**DATA SHOWN:**
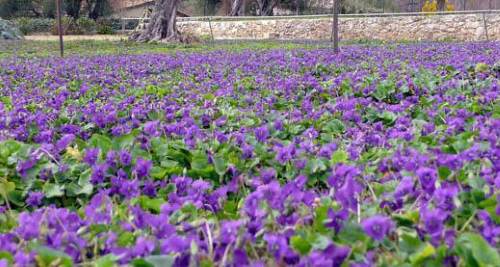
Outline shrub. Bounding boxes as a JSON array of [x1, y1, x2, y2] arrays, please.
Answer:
[[50, 16, 100, 35], [76, 17, 97, 34], [50, 16, 82, 35], [422, 0, 455, 12], [96, 19, 115, 35], [13, 17, 55, 35]]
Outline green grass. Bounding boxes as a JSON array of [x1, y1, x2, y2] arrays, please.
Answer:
[[0, 39, 332, 58], [0, 38, 417, 59]]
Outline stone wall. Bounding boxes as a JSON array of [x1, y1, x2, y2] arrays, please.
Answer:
[[177, 12, 500, 41]]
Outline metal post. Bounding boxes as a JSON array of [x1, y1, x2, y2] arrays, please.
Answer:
[[122, 19, 126, 33], [56, 0, 64, 57], [208, 17, 215, 42], [483, 12, 489, 41], [332, 0, 339, 53]]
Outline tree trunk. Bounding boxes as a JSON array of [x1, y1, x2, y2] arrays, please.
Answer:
[[88, 0, 106, 20], [256, 0, 277, 16], [129, 0, 183, 43], [65, 0, 82, 19], [437, 0, 446, 11], [230, 0, 245, 16]]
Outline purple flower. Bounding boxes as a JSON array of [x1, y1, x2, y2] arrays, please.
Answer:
[[254, 125, 269, 143], [55, 134, 75, 152], [318, 143, 338, 158], [161, 235, 190, 254], [26, 191, 44, 207], [260, 168, 277, 184], [134, 158, 152, 178], [433, 184, 458, 210], [477, 210, 500, 245], [274, 119, 284, 131], [233, 249, 249, 265], [420, 207, 447, 239], [16, 158, 38, 178], [83, 148, 100, 166], [132, 237, 155, 257], [325, 208, 348, 233], [416, 167, 437, 194], [16, 211, 42, 239], [85, 191, 112, 224], [361, 215, 394, 241], [241, 143, 254, 159], [394, 176, 414, 199], [91, 163, 109, 184], [275, 144, 295, 165], [119, 150, 132, 166], [143, 121, 160, 136], [105, 150, 117, 166]]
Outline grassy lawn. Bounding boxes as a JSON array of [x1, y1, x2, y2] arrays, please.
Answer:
[[0, 38, 409, 59], [0, 39, 333, 58]]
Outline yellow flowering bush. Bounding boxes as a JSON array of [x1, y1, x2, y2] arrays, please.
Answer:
[[422, 0, 455, 12]]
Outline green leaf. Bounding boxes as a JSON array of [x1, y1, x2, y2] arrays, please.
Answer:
[[95, 254, 119, 267], [392, 210, 419, 227], [141, 255, 175, 267], [0, 250, 13, 264], [219, 200, 239, 220], [0, 179, 15, 197], [290, 235, 312, 255], [323, 119, 345, 134], [306, 158, 327, 174], [34, 246, 73, 267], [409, 242, 435, 265], [213, 154, 227, 176], [475, 63, 489, 73], [112, 132, 137, 150], [131, 258, 154, 267], [89, 134, 112, 154], [456, 233, 500, 267], [312, 202, 330, 234], [337, 222, 367, 244], [117, 232, 135, 247], [43, 183, 65, 198], [398, 231, 423, 254], [151, 166, 167, 179], [438, 166, 452, 180], [310, 235, 331, 251], [379, 111, 397, 126], [190, 151, 210, 170], [331, 149, 349, 164], [134, 196, 165, 214]]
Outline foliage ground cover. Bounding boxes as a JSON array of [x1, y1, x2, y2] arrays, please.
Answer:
[[0, 42, 499, 266], [0, 39, 403, 59]]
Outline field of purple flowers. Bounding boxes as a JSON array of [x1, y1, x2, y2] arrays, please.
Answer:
[[0, 42, 499, 266]]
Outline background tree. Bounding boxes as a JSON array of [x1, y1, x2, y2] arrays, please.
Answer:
[[437, 0, 445, 10], [130, 0, 183, 43], [256, 0, 277, 15], [229, 0, 245, 16], [87, 0, 111, 19], [0, 0, 39, 18], [64, 0, 83, 19]]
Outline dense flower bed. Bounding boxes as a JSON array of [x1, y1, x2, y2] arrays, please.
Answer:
[[0, 43, 499, 266]]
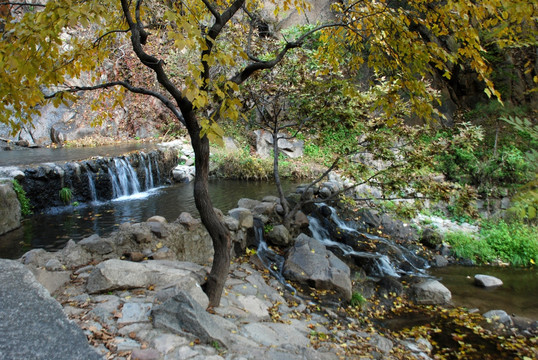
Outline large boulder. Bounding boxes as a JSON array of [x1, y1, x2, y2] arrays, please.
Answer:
[[266, 224, 292, 247], [254, 130, 304, 159], [0, 181, 21, 235], [0, 259, 101, 360], [283, 234, 352, 301], [152, 290, 230, 347], [410, 279, 452, 305], [86, 259, 208, 307]]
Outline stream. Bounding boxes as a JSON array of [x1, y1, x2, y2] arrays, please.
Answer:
[[0, 180, 296, 259]]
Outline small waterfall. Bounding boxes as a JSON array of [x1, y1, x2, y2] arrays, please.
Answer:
[[153, 155, 161, 184], [253, 219, 297, 294], [140, 153, 154, 190], [308, 205, 429, 278], [108, 158, 141, 198], [86, 171, 98, 202]]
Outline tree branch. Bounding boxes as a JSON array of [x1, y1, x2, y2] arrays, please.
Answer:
[[44, 81, 186, 127], [93, 29, 130, 46], [0, 2, 45, 7]]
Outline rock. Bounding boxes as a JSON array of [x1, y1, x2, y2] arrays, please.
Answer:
[[0, 181, 21, 235], [149, 222, 168, 238], [0, 259, 102, 360], [410, 279, 452, 305], [474, 274, 503, 288], [44, 258, 64, 271], [147, 215, 167, 224], [223, 215, 240, 231], [420, 228, 443, 249], [86, 259, 207, 301], [131, 348, 161, 360], [29, 267, 71, 295], [228, 207, 254, 228], [483, 310, 513, 327], [152, 290, 230, 347], [172, 165, 195, 183], [177, 212, 201, 230], [293, 211, 309, 229], [79, 234, 114, 255], [237, 198, 261, 210], [369, 334, 393, 353], [254, 130, 304, 159], [266, 224, 292, 247], [431, 254, 449, 267], [283, 234, 352, 301], [119, 302, 153, 325]]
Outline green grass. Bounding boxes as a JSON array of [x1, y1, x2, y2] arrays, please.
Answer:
[[445, 220, 538, 266]]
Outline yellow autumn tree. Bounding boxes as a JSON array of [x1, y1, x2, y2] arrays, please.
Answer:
[[0, 0, 536, 306]]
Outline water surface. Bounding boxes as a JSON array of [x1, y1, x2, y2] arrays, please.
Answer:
[[430, 265, 538, 319], [0, 180, 296, 259]]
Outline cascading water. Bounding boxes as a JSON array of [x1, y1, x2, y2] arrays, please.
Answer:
[[253, 218, 297, 294], [140, 153, 154, 190], [86, 171, 98, 202], [308, 205, 429, 278], [108, 158, 141, 198]]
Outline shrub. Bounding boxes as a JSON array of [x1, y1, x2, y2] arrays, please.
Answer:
[[11, 179, 32, 216], [59, 187, 73, 204], [445, 221, 537, 266], [350, 292, 367, 309]]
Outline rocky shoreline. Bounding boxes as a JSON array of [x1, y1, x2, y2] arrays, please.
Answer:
[[1, 192, 537, 359]]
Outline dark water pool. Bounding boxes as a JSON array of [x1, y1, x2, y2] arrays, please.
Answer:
[[430, 265, 538, 319], [0, 179, 297, 259]]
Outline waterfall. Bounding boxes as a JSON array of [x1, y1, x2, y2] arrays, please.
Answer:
[[140, 153, 154, 190], [308, 205, 429, 278], [253, 219, 297, 295], [153, 154, 161, 184], [108, 158, 141, 198], [86, 171, 98, 202]]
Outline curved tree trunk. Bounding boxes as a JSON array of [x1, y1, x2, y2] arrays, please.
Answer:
[[187, 116, 231, 308]]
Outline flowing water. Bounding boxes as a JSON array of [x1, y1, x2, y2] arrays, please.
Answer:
[[0, 180, 296, 259]]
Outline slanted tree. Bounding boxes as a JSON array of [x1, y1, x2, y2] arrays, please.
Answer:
[[1, 0, 535, 307]]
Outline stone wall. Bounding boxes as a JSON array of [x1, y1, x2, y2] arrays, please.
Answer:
[[0, 180, 21, 235]]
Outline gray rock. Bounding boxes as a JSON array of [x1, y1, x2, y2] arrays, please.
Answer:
[[0, 259, 102, 360], [223, 215, 240, 231], [410, 279, 452, 305], [172, 165, 195, 183], [177, 212, 201, 230], [0, 181, 21, 235], [283, 234, 352, 301], [44, 258, 64, 271], [29, 267, 71, 295], [483, 309, 513, 327], [152, 290, 230, 347], [254, 130, 303, 159], [228, 207, 254, 228], [432, 254, 449, 267], [148, 222, 168, 238], [131, 348, 161, 360], [474, 274, 503, 288], [119, 302, 153, 325], [79, 234, 114, 255], [266, 224, 292, 247], [237, 198, 261, 210], [86, 259, 207, 303], [369, 334, 393, 353], [147, 215, 167, 224]]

**EXERCISE DIRECTIONS:**
The required output is each line of the entries that contains the word "purple".

**RESULT OF THIS EXERCISE:**
Outline purple flower. Bounding boxes as a JSON array of [x1, y1, x2, y2] arrays, please.
Outline field of purple flowers. Bounding boxes as a JSON array of [x1, y1, x2, y2] arrays, please.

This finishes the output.